-- Begin --

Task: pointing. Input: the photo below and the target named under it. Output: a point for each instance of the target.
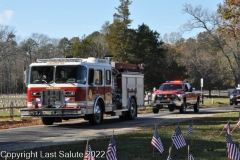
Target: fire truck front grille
(165, 96)
(49, 97)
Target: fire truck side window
(98, 77)
(108, 77)
(90, 76)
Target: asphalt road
(75, 131)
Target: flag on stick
(112, 150)
(191, 156)
(169, 156)
(177, 138)
(227, 127)
(238, 124)
(88, 153)
(232, 150)
(190, 129)
(156, 141)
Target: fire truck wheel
(132, 112)
(183, 108)
(48, 120)
(171, 108)
(155, 110)
(196, 106)
(97, 116)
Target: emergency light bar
(63, 60)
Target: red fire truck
(67, 88)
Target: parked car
(235, 96)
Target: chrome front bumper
(51, 112)
(157, 103)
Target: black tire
(155, 110)
(97, 116)
(183, 108)
(171, 108)
(48, 120)
(132, 112)
(196, 107)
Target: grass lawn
(205, 142)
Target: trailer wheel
(155, 110)
(48, 120)
(132, 112)
(97, 116)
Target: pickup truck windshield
(171, 87)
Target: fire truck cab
(67, 88)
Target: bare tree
(202, 18)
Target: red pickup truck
(175, 95)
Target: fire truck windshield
(164, 87)
(58, 74)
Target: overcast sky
(75, 18)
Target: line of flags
(178, 141)
(111, 153)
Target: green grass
(216, 102)
(205, 142)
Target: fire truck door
(95, 82)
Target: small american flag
(190, 129)
(156, 141)
(112, 150)
(169, 158)
(191, 156)
(238, 124)
(88, 154)
(178, 138)
(232, 150)
(227, 127)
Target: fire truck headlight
(36, 99)
(58, 104)
(179, 95)
(36, 94)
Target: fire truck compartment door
(133, 85)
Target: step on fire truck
(66, 88)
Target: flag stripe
(232, 150)
(112, 150)
(156, 141)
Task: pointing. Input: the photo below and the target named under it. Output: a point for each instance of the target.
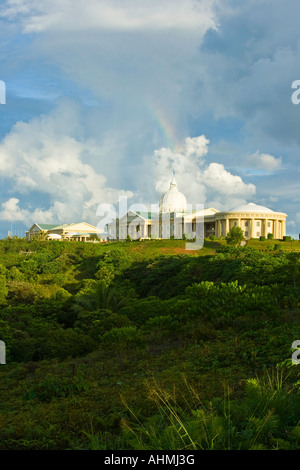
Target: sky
(102, 100)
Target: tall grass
(267, 417)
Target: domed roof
(173, 200)
(251, 207)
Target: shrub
(121, 336)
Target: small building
(81, 231)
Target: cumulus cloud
(40, 156)
(125, 15)
(202, 184)
(264, 161)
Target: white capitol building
(176, 218)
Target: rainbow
(166, 129)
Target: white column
(226, 226)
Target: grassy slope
(90, 402)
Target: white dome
(251, 207)
(173, 200)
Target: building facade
(81, 231)
(177, 219)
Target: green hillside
(148, 345)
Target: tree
(234, 236)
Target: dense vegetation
(145, 345)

-- End --

GIVEN INSTRUCTION –
Render the lines above as a numbered list, skipping any blank lines and leaving the pictures out.

SOLUTION FOR THIS PROBLEM –
1. Task: pointing. Input: the photo below and the target named under it. Output: a point for each instance of the target.
2. Target: fire truck front grille
3. (165, 96)
4. (49, 97)
5. Target: fire truck side window
6. (98, 77)
7. (108, 77)
8. (90, 76)
9. Target: asphalt road
10. (75, 131)
11. Target: flag on stick
12. (112, 150)
13. (191, 156)
14. (169, 156)
15. (177, 138)
16. (227, 127)
17. (238, 124)
18. (88, 153)
19. (232, 150)
20. (190, 129)
21. (156, 141)
22. Target: fire truck wheel
23. (132, 112)
24. (183, 108)
25. (48, 120)
26. (171, 108)
27. (155, 110)
28. (196, 106)
29. (97, 116)
30. Target: emergency light bar
31. (63, 60)
32. Target: red fire truck
33. (67, 88)
34. Target: parked car
35. (235, 96)
36. Target: chrome front bumper
37. (51, 112)
38. (157, 103)
39. Target: black tire
40. (155, 110)
41. (97, 116)
42. (183, 108)
43. (171, 108)
44. (48, 120)
45. (132, 112)
46. (196, 107)
47. Target: grass lawn
48. (205, 142)
49. Target: trailer wheel
50. (155, 110)
51. (48, 120)
52. (132, 112)
53. (97, 116)
54. Target: pickup truck windshield
55. (171, 87)
56. Target: fire truck cab
57. (67, 88)
58. Target: bare tree
59. (202, 18)
60. Target: red pickup truck
61. (175, 95)
62. Target: fire truck windshield
63. (164, 87)
64. (58, 74)
65. Target: overcast sky
66. (75, 18)
67. Target: line of flags
68. (178, 141)
69. (111, 153)
70. Target: green grass
71. (216, 102)
72. (205, 142)
73. Target: fire truck door
74. (95, 82)
75. Target: small american flag
76. (190, 129)
77. (156, 141)
78. (112, 150)
79. (169, 158)
80. (191, 156)
81. (238, 124)
82. (88, 154)
83. (178, 138)
84. (232, 150)
85. (227, 127)
86. Target: fire truck headlight
87. (36, 99)
88. (58, 104)
89. (179, 95)
90. (36, 94)
91. Target: fire truck compartment door
92. (133, 85)
93. Target: step on fire truck
94. (66, 88)
95. Target: flag stripe
96. (232, 150)
97. (112, 150)
98. (156, 141)
99. Task: pointing. Input: the photo below and the target named under it. Output: a point for each instance of the target.
100. Target: sky
101. (102, 100)
102. Target: tall grass
103. (267, 417)
104. Target: domed roof
105. (173, 200)
106. (251, 207)
107. Target: shrub
108. (121, 336)
109. Target: small building
110. (81, 231)
111. Target: cumulus cloud
112. (40, 156)
113. (125, 15)
114. (202, 184)
115. (264, 161)
116. Target: white capitol building
117. (176, 218)
118. Target: rainbow
119. (166, 129)
120. Target: white column
121. (226, 226)
122. Target: grassy slope
123. (90, 402)
124. Target: white dome
125. (251, 207)
126. (173, 200)
127. Target: building facade
128. (81, 231)
129. (177, 219)
130. Target: green hillside
131. (148, 345)
132. Target: tree
133. (234, 236)
134. Target: dense vegetation
135. (145, 345)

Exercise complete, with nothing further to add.